WHAT IS EXPECTED
Search the records below for the word "logo". Pull out each line that has it.

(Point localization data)
:::

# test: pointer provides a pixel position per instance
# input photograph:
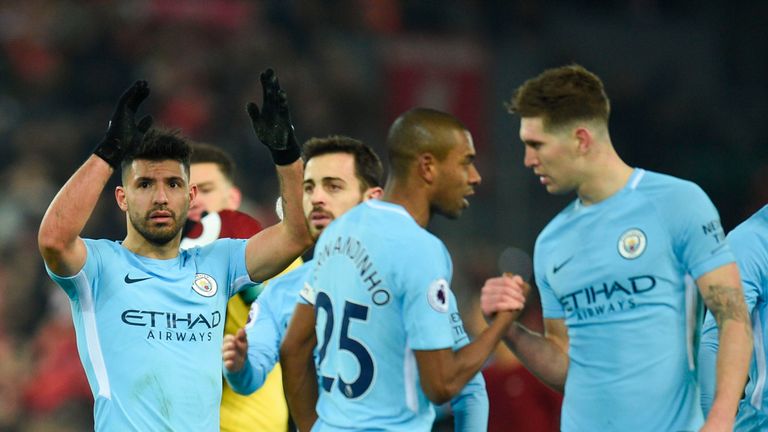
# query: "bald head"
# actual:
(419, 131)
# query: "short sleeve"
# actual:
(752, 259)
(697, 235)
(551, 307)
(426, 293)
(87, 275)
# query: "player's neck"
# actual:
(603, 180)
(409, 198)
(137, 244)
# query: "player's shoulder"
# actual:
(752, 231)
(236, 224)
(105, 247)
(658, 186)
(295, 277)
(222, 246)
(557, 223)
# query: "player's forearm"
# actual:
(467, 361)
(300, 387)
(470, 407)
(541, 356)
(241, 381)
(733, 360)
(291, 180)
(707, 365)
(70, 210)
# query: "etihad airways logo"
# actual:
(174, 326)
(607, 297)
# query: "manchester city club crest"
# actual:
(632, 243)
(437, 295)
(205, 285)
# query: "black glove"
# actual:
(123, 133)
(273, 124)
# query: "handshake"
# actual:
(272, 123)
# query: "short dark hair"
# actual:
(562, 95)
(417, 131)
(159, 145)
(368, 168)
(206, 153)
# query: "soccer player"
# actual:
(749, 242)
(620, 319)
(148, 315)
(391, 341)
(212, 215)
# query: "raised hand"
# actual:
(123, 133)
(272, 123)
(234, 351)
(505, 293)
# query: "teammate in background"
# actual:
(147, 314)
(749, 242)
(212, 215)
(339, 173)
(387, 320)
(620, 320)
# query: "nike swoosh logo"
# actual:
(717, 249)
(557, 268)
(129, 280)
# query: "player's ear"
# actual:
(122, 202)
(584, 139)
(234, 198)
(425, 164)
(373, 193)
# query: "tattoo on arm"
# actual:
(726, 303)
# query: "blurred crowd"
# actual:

:::

WRITTEN SOLUTION
# query: "etihad airways logo"
# query: "nike swoosh logo"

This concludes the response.